I have a data.table with two columns of genes and each row treated as a pair. Some gene pairs are duplicated with the order reversed. I am looking for a faster method, preferably without using a loop like the one I've provided, to keep unique pairs in my table.
library(data.table)
genes <- data.table(geneA = LETTERS[1:10], geneB = c("C", "G", "B", "E", "D", "I", "H", "J", "F", "A"))
revG <- genes[,.(geneA = geneB, geneB = geneA)]
d <- fintersect(genes, revG)
for (x in 1:nrow(d)) {
  entry <- d[,c(geneA[x], geneB[x])]; revEntry <- rev(entry)
  dupEntry <- d[geneA %chin% revEntry[1] & geneB %chin% revEntry[2]]
  if (nrow(dupEntry) > 0) {
    d <- d[!(geneA %chin% dupEntry[,geneA] & geneB %chin% dupEntry[,geneB])]
  }
}
The table object d contains the duplicated, reversed pairs. After the loop, one copy of each is remaining. I used the original genes table and took a subset, excluding the copies in d and storing the index. I have a list whose names are the same as the first column in genes. The index is used to filter the list based on the duplicate pairs that were removed with the loop.
idx <- genes[!(geneA %chin% d[,geneA] & geneB %chin% d[,geneB]), which = TRUE]
geneList <- vector("list", length = nrow(genes)); names(geneList) <- genes[,geneA]
geneList <- geneList[idx]
The above method isn't necessarily too slow, but I plan on using ~12K genes so the speed might be noticeable then. I found a question with the same problem posted but without using data.table. It uses an apply function to get the job done but that might also be slow when dealing with larger numbers.

= Questions =
A - Answer these questions about the gene-pair post:
(i) About how many genes does the poster plan to use?
(ii) What does the table object d contain?
(iii) What kind of function does the similar question the poster found use to get the job done?
B - Copy the part of the gene-pair post that starts at the words "I have a data.table" and ends after the words "<- fintersect(genes, revG)".
Answer using only the text above.

= Records from a dataset =

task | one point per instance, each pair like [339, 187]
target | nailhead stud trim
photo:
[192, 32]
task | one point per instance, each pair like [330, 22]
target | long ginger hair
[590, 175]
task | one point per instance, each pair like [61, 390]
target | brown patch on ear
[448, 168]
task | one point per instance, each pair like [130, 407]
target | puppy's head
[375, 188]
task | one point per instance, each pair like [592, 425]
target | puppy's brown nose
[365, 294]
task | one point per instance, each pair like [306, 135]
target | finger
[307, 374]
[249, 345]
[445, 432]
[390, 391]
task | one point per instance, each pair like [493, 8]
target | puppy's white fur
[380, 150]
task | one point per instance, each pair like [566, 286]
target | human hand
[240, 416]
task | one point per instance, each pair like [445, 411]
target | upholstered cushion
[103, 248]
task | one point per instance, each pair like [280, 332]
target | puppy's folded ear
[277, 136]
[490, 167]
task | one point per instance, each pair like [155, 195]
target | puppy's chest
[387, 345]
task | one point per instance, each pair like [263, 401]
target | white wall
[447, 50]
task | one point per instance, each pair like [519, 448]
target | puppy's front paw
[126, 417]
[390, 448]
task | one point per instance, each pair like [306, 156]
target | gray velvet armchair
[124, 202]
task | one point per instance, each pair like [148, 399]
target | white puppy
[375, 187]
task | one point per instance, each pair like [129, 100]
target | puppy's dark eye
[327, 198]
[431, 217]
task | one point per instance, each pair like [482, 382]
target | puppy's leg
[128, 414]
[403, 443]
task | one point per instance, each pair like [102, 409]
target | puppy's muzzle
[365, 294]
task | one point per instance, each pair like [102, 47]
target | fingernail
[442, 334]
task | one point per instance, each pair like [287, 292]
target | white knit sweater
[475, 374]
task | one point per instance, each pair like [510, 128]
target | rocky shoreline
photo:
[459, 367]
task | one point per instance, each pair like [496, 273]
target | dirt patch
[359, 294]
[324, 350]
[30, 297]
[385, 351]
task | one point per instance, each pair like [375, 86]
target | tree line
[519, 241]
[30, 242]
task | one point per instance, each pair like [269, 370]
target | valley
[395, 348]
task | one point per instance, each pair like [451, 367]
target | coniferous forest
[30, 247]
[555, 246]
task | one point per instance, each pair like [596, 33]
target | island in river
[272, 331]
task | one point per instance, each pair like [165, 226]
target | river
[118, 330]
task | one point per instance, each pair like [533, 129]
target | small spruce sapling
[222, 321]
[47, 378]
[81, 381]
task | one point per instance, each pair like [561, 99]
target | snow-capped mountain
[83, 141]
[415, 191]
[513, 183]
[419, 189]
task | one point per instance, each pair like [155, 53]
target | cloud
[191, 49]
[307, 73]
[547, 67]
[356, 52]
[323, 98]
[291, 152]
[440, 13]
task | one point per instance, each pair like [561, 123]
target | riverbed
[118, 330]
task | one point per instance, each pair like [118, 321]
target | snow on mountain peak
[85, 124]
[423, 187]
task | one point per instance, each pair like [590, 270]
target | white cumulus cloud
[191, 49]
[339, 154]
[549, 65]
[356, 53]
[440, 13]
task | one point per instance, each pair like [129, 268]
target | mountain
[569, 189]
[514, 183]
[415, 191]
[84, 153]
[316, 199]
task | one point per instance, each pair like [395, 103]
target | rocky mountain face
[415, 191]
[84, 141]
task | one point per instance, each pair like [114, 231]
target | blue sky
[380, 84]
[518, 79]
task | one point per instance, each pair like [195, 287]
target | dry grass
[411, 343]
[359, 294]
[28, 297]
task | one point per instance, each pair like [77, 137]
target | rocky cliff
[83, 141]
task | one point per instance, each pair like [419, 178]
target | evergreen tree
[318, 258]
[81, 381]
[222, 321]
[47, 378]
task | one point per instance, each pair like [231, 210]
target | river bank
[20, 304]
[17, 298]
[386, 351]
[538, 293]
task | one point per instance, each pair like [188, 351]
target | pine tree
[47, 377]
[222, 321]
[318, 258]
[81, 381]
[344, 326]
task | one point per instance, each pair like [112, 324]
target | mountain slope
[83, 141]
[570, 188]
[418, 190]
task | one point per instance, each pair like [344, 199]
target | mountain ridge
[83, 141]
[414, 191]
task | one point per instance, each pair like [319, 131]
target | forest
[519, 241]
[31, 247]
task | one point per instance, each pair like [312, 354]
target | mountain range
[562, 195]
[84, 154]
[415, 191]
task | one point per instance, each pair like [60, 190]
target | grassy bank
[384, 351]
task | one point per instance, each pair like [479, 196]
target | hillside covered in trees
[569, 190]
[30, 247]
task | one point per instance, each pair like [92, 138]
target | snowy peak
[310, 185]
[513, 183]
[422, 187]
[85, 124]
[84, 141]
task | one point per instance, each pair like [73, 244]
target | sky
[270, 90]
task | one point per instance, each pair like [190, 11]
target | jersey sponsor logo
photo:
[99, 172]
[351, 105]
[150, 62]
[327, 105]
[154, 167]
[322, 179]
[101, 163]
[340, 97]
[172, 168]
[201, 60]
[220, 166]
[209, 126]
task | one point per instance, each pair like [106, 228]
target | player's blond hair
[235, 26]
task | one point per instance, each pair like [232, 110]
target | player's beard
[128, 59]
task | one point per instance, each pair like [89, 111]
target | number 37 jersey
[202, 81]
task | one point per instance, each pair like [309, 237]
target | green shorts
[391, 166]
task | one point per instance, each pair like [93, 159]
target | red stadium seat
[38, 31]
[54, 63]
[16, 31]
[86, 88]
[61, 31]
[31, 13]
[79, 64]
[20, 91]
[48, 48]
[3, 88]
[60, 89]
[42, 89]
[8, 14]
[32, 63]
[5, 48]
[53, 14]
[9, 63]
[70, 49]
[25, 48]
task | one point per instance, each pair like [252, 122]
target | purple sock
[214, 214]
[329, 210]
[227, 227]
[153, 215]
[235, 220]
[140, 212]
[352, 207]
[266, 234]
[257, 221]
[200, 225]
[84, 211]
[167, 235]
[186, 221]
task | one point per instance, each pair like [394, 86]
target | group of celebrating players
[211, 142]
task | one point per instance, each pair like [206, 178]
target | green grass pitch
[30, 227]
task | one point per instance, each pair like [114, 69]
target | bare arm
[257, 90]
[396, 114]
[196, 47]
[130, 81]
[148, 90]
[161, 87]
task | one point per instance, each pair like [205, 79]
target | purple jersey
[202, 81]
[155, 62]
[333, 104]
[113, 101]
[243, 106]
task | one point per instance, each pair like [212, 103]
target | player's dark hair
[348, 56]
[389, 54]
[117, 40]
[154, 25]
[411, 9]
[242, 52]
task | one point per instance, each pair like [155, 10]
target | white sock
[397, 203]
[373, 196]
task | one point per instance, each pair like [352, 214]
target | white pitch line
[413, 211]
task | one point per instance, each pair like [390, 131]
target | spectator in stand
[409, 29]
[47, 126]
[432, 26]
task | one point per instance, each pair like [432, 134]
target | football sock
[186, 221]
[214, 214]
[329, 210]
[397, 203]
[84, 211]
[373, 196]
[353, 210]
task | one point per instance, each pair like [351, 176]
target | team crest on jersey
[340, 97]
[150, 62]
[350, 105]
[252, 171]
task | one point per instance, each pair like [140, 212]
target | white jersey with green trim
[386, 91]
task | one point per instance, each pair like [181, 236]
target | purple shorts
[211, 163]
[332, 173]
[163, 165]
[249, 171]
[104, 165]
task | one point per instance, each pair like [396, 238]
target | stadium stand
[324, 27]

= Exercise answers =
A -
(i) About 12K genes.
(ii) The duplicated, reversed pairs.
(iii) An apply function.

B -
I have a data.table with two columns of genes and each row treated as a pair. Some gene pairs are duplicated with the order reversed. I am looking for a faster method, preferably without using a loop like the one I've provided, to keep unique pairs in my table.
library(data.table)
genes <- data.table(geneA = LETTERS[1:10], geneB = c("C", "G", "B", "E", "D", "I", "H", "J", "F", "A"))
revG <- genes[,.(geneA = geneB, geneB = geneA)]
d <- fintersect(genes, revG)